**Text:**
::::::::::
Victor spent most of the ensuing decades working among the Piikani people at Brocket.  His first impression of the native people in this far place was one of deep distaste: “On Saturday we see the first tents of the savages.  They are a few poles put together and covered with linen or hides; what poor dwellings!  The savages are crawling out. How grubby and dirty are they…They have brown skins, long hairs and are wrapped in a blanket or piece of rug.  Unhappy in body and soul!”

It took many years for Victor to overcome his initial revulsion for Indigenous people.  Eventually he became close friends with some, but only those who accepted his religious faith. He frequently expressed exasperation with the laziness and disinterest of the people whom he considered his charges.  As a European, he knew what a productive life was meant to look like; he had no way of seeing any virtue in a life of hunting, gathering and strange ceremonies.  As a dogmatic Catholic, he also had no way of recognizing the deep, abiding trauma that most Indigenous people were afflicted with now that the bison were gone, their freedom lost and a growing flood of aggressive Europeans arriving to kill the prairie sod and plant the exposed soil to foreign food crops.  He believed that he offered them something they lacked: lives with meaning — farming and Catholicism — and was annoyed that for the most part they were passively resistant to it.  It annoyed him right up until his final departure back to the homeland, where he could be among sensible people again. 

The Siksikaitsitapi must have been relieved to see him go.

Leonard, working mostly among the white colonists, seems to have had a healthier attitude towards the original people of his adopted home. When Prime Minister John A. Macdonald embarked upon a policy of starving the plains people to whom his Queen had solemnly committed, by treaty, to provide food, Leonard became a passionate advocate to the Ottawa government on behalf of the desperate Blackfeet.  The government stonewalled him; Macdonald and his cronies thought hunger would force indigenous people onto the reserves and make the job of agricultural settlement less difficult.

For all that he cared about the indigenous people of this place, Leonard harboured no sentimental feelings for their past, nor for the natural condition of the lands that were the foundation of their culture. His worldview told him that western Canada was a godless, wasted wilderness; it was natural and right that Christian people should arrive at last to bring their God to the people who lived here, to plough the prairie and convert it to proper farmland, and to bring civilized order to the forests, waters and wildlife. And so, although his prejudices may have been less overt than that of his brother, they were no less devastating to the place and its people.  And he had no way of perceiving them in himself; everything about his mission and the colonial enterprise of the growing European communities of which he was a part seemed normal and right.

Leonard never went back to Belgium.  Instead, when another brother’s children were left orphaned back home and in the care of an impoverished sister-in-law, Leonard applied for permission to foster the oldest boy.  Barely eleven years old, little Joseph travelled halfway around the world to meet his uncle in Calgary in 1893.  He grew up in the company of celibate males and constant religion; it can’t have been healthy.  Leonard came to see his nephew as a kind of successor, but when Joseph went into seminary years later it eventually became clear that he was not meant to be a priest.  Instead, he went to work for the Union Bank in Okotoks in 1903.  

Seven year years later he married Janie Kelly, an Irish-Catholic farm girl from nearby Dewinton. That was the start of the family into which, 77 years after Leonard’s arrival in what would become the province of Alberta, I would be born.
::::::::::
**Information shown:**
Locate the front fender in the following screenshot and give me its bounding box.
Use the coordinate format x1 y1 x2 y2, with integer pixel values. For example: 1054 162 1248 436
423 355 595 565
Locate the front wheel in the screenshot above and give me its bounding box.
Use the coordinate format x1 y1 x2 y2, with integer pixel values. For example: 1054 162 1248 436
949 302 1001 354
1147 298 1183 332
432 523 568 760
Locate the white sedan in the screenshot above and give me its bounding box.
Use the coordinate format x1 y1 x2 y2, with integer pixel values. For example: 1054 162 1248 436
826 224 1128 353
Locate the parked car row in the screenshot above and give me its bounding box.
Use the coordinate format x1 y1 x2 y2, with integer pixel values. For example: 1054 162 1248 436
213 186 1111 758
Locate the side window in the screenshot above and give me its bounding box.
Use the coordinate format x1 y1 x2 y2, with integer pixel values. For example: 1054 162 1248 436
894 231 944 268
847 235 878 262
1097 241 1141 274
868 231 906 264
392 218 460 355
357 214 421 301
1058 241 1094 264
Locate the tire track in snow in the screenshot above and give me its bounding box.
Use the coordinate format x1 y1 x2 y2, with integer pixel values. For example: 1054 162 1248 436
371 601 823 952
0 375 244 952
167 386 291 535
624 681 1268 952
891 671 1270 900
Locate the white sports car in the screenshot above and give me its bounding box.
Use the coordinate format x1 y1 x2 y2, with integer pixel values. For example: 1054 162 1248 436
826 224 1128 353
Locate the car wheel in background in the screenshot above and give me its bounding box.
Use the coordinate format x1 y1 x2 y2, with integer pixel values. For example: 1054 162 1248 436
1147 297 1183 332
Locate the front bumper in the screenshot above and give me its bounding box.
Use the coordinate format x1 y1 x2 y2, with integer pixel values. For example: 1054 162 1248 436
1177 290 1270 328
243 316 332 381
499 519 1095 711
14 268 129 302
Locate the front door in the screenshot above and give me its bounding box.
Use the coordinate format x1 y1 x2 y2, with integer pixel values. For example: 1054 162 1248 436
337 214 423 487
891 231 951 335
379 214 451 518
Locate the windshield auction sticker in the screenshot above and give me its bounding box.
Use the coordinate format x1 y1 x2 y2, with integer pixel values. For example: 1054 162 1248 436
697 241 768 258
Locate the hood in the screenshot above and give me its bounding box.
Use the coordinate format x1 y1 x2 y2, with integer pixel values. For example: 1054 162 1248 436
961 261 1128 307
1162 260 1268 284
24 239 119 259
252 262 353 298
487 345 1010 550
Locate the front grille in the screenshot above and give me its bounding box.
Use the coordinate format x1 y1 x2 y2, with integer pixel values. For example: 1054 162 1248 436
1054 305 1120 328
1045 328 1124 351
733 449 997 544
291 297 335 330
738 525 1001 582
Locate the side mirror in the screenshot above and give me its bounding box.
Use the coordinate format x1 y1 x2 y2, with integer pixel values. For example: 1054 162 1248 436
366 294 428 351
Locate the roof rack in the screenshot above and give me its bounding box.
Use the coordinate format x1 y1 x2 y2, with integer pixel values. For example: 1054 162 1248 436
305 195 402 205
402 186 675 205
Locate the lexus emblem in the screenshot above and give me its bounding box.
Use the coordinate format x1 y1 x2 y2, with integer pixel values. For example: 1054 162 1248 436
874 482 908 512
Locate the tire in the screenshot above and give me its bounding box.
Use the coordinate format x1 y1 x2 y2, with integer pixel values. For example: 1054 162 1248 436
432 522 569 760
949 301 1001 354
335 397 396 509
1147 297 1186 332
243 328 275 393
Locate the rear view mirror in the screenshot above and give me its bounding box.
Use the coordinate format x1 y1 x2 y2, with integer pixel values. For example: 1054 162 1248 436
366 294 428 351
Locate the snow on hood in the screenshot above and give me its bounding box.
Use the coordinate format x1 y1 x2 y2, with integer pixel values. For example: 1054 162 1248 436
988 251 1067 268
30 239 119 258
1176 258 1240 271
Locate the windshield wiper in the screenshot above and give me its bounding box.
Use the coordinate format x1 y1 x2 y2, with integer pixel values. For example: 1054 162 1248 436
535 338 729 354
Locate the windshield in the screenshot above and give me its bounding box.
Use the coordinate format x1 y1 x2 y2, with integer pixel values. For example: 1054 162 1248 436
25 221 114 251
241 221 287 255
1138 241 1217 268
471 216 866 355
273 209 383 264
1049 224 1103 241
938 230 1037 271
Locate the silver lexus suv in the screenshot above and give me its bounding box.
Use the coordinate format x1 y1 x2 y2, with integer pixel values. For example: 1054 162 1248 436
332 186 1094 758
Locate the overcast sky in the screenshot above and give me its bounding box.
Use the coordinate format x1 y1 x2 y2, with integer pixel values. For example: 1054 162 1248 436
::::::::::
**Assignment A:** Please reproduce the part of the family history that opens with the words containing "Seven year years" and closes with "would be born.".
**Assignment B:** According to the family history, in what year did Joseph begin working for the Union Bank in Okotoks?

**Exercise output A:**
Seven year years later he married Janie Kelly, an Irish-Catholic farm girl from nearby Dewinton. That was the start of the family into which, 77 years after Leonard’s arrival in what would become the province of Alberta, I would be born.

**Exercise output B:** 1903